> Required action
The copy you return must match the listing word for word and carry no pictures.

-- Opening Marker --

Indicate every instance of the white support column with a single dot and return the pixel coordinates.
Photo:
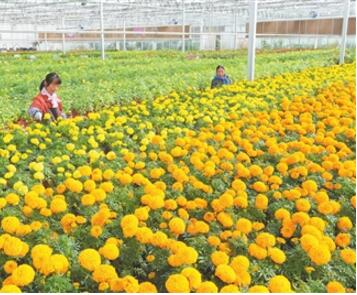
(102, 29)
(235, 29)
(63, 38)
(253, 5)
(124, 36)
(46, 42)
(183, 25)
(202, 37)
(346, 15)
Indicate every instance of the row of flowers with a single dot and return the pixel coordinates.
(245, 188)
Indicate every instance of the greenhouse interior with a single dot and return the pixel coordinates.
(178, 146)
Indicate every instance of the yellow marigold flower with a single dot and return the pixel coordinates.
(240, 263)
(193, 276)
(277, 255)
(265, 240)
(111, 156)
(96, 231)
(89, 259)
(147, 287)
(177, 283)
(281, 214)
(244, 225)
(104, 273)
(320, 255)
(238, 185)
(257, 251)
(261, 202)
(308, 241)
(344, 224)
(10, 224)
(258, 289)
(260, 187)
(12, 199)
(10, 266)
(348, 256)
(219, 257)
(87, 200)
(279, 284)
(130, 284)
(15, 247)
(58, 205)
(10, 289)
(129, 225)
(335, 287)
(23, 275)
(109, 251)
(303, 205)
(177, 226)
(59, 263)
(207, 287)
(142, 213)
(225, 273)
(310, 186)
(225, 219)
(229, 289)
(40, 254)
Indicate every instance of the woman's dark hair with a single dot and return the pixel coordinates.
(49, 79)
(219, 67)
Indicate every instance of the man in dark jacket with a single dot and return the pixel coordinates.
(221, 78)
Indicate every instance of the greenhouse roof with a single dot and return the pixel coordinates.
(85, 14)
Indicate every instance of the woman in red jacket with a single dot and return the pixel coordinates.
(47, 101)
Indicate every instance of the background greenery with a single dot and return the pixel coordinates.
(90, 83)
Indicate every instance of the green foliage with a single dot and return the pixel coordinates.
(86, 85)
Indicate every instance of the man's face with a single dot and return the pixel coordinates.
(220, 72)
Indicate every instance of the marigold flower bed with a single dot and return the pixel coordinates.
(248, 188)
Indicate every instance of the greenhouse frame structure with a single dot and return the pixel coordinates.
(176, 19)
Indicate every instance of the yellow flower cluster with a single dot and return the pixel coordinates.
(245, 188)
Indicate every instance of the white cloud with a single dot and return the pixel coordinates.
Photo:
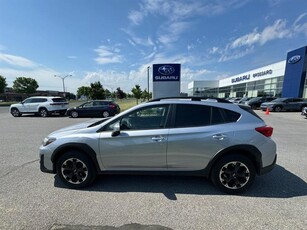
(245, 44)
(299, 26)
(108, 55)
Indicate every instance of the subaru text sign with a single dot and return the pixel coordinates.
(166, 72)
(166, 80)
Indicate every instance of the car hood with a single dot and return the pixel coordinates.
(78, 127)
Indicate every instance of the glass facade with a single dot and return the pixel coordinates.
(268, 87)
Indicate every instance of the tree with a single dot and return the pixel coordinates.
(25, 85)
(137, 92)
(120, 94)
(83, 91)
(97, 91)
(2, 84)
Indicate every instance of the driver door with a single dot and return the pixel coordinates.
(141, 141)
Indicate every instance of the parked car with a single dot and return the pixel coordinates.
(225, 142)
(95, 108)
(304, 112)
(284, 104)
(255, 103)
(42, 106)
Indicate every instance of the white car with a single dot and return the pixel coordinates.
(42, 106)
(225, 142)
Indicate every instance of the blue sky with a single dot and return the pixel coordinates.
(114, 41)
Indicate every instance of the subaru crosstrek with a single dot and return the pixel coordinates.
(225, 142)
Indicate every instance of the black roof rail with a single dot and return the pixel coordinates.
(192, 99)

-- Closing Marker --

> Solution below
Indicate every instance of the white support column with a single dot and return the pixel coordinates.
Photo:
(102, 29)
(235, 29)
(63, 38)
(253, 5)
(124, 36)
(46, 42)
(183, 25)
(202, 37)
(346, 15)
Indicate every instance of the row of flowers with a single dot and return the pixel coordinates.
(245, 188)
Indicate every instance of the greenhouse interior with a single dot and return the pixel coordinates.
(178, 146)
Indicate every instance of the yellow marigold flower with a single dot and return the pixel coordinates.
(240, 263)
(193, 276)
(277, 255)
(265, 240)
(111, 156)
(96, 231)
(89, 259)
(147, 287)
(177, 283)
(281, 214)
(244, 225)
(104, 273)
(320, 255)
(238, 185)
(257, 251)
(261, 202)
(308, 241)
(344, 224)
(10, 224)
(258, 289)
(260, 187)
(12, 199)
(10, 266)
(348, 256)
(219, 257)
(87, 200)
(279, 284)
(130, 284)
(15, 247)
(58, 205)
(10, 289)
(129, 225)
(335, 287)
(23, 275)
(109, 251)
(303, 205)
(177, 226)
(59, 263)
(207, 287)
(142, 213)
(225, 273)
(310, 186)
(225, 219)
(229, 289)
(40, 254)
Indicate every instance of the woman's dark hair with a single dot and return the pixel coordinates.
(49, 79)
(219, 67)
Indicate every instance of the man in dark jacket with a single dot and return the pixel coordinates.
(221, 78)
Indicate every instance of the greenhouse roof with a single dot and return the pixel coordinates.
(85, 14)
Indicate every instance of the woman in red jacket with a single dot and return the pixel coordinates.
(47, 101)
Indicate every instance of the background greenery with a single dot and return the pixel coordinates.
(90, 83)
Indicate every instance of the green foliage with a single dot and return the pixel coordinates.
(86, 85)
Indicate every instance of the man's face with a single dot and return the pixel coordinates.
(220, 72)
Indicate every instance of the marigold flower bed with a single dot and return the pixel coordinates.
(248, 188)
Indicate every instance of the greenhouse frame structure with a single dot and return the pixel coordinates.
(176, 19)
Indicate every instance of the yellow flower cluster with a single dot and return the pixel coordinates.
(245, 188)
Indicate every instance of the white cloud with a single dot and return the pixel coordinates.
Photo:
(245, 44)
(299, 26)
(108, 55)
Indicate every instance of the subaru text sign with a single dot and return the pixel coordinates.
(166, 72)
(166, 80)
Indicate every instance of the car hood with a single dot and return the pixel coordinates.
(78, 127)
Indicate every instance of the glass facade with a single dot and return the pixel coordinates.
(268, 87)
Indicate every instance of the tree with a single dot and return the pixel coordinates.
(25, 85)
(137, 92)
(120, 94)
(83, 91)
(97, 91)
(2, 84)
Indicate every instance of the driver door with a single dot and return the pixel coordinates.
(141, 141)
Indicate every instance of the parked car with a single dot and return the pixel coordinates.
(225, 142)
(95, 108)
(304, 112)
(284, 104)
(255, 103)
(42, 106)
Indicate every instance of the white car with a single dot and return the pixel coordinates.
(42, 106)
(225, 142)
Indicate every instance of the blue sky with a single dot and return the pixel coordinates.
(114, 41)
Indicate every instance of the subaru crosstrek with a single dot and return the pixel coordinates.
(225, 142)
Indicate every instance of the black roof rail with a single dot and return the pixel coordinates.
(192, 99)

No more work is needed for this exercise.